Aim of the task: Print the lines below exactly as written, with none missing.

Saved data entries
========

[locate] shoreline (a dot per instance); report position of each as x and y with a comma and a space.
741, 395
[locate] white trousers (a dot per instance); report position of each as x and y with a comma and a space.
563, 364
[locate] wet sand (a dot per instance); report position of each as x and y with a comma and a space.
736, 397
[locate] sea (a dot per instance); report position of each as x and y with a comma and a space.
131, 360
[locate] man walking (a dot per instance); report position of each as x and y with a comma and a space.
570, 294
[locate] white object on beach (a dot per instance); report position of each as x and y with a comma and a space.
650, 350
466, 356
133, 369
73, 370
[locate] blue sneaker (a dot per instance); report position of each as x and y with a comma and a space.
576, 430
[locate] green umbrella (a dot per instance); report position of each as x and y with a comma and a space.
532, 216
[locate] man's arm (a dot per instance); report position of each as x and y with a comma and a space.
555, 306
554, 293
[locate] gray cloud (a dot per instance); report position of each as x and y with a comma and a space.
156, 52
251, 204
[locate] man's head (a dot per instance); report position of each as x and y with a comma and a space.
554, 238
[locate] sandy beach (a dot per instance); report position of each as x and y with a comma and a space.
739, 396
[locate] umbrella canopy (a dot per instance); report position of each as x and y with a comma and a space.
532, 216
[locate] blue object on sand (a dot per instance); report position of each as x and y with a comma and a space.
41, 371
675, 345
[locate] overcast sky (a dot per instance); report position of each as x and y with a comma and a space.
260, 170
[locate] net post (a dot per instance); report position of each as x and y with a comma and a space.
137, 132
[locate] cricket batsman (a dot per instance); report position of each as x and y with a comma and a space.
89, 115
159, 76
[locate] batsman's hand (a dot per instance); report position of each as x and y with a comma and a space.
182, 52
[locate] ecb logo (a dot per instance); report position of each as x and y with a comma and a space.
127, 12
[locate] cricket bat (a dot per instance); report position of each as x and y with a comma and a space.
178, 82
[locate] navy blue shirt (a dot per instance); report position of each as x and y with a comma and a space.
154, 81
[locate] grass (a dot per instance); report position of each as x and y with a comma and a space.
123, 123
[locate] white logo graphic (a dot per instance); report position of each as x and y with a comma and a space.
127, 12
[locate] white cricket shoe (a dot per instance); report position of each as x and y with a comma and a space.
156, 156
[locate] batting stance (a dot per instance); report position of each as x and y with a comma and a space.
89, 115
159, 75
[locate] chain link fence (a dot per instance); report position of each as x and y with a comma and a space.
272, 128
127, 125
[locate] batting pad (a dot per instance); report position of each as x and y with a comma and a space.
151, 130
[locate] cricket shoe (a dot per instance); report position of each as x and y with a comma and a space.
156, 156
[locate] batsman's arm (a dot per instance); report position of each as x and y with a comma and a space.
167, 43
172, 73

========

Solution below:
[locate] shoreline (a dot per instance); report position of each as x and y with a comma and a space.
741, 395
[locate] white trousers (a dot per instance); report position of each as x and y with a comma and a space.
563, 364
[locate] wet sand (a dot per instance); report position of each as x and y with a comma and a space.
736, 397
[locate] sea (a dot per instance); report position of each as x and y with a comma and a space.
131, 360
[locate] man walking (a dot per instance); report position of each as x and y with a comma and a space.
570, 294
[locate] white object on beach (a dot per instance); report position of each as x and y with a comma and a space.
650, 350
466, 356
133, 369
73, 370
[locate] blue sneaker (a dot per instance); report position of each as x and y with a comma and a space.
576, 430
[locate] green umbrella (a dot per instance); report position of each as x and y with a comma and a space.
532, 216
[locate] man's arm (a dot per instance); report position of each as x and y with a comma and a space.
555, 306
554, 293
[locate] gray cloud (a dot per instance); report position of each as x and y with a comma and a space.
156, 52
251, 204
[locate] man's head (a dot per instance); report position of each as x and y with a comma and a space.
554, 238
[locate] sandy beach (a dot per instance); report position of each as x and y with a comma and a space.
739, 396
[locate] umbrella canopy (a dot per instance); report position of each as x and y with a comma and a space.
532, 216
[locate] blue object on sand (a dot per instance); report position of each as x and y with a comma and a space.
41, 371
675, 345
[locate] overcast sky (a dot per instance); report position of each as x and y with a comma and a space.
260, 170
[locate] net post (a dot per instance); report position of each as x and y with a comma and a space.
137, 132
[locate] cricket batsman (a dot per instance); report position of each as x and y with a comma and a space.
89, 115
159, 76
[locate] batsman's hand (a dot per instance); report position of each as x and y with a comma and a space.
182, 52
[locate] ecb logo (a dot per instance); report position of each as x and y with a comma and a space.
127, 12
[locate] cricket bat (a dot per instance); report position of each as x and y with a comma and a space.
178, 82
[locate] navy blue shirt (a dot per instance); report position of each as x and y with a comma and a space.
154, 81
[locate] grass (a dot per instance); report position of each as x and y with a comma and a space.
123, 123
[locate] white logo graphic (a dot per instance); report position of each as x and y with a comma and a space.
127, 12
[locate] white cricket shoe (a dot per instance); report position of each as x and y with a comma and a space.
156, 156
[locate] batting stance (a dot per instance); report position of each as x and y with a comma and a space.
89, 115
159, 75
[locate] chain link fence (a dot per instance); report position of each as x and y with a comma and a space.
272, 128
127, 125
[locate] batting pad (a dot per instance); report position of each as x and y with a comma and a space.
151, 130
[locate] cricket shoe (a dot per instance); report position of each as x and y with a comma and a space.
156, 156
[locate] batsman's arm (a dot per instance); report position of each as x and y with a comma and a space.
167, 43
172, 73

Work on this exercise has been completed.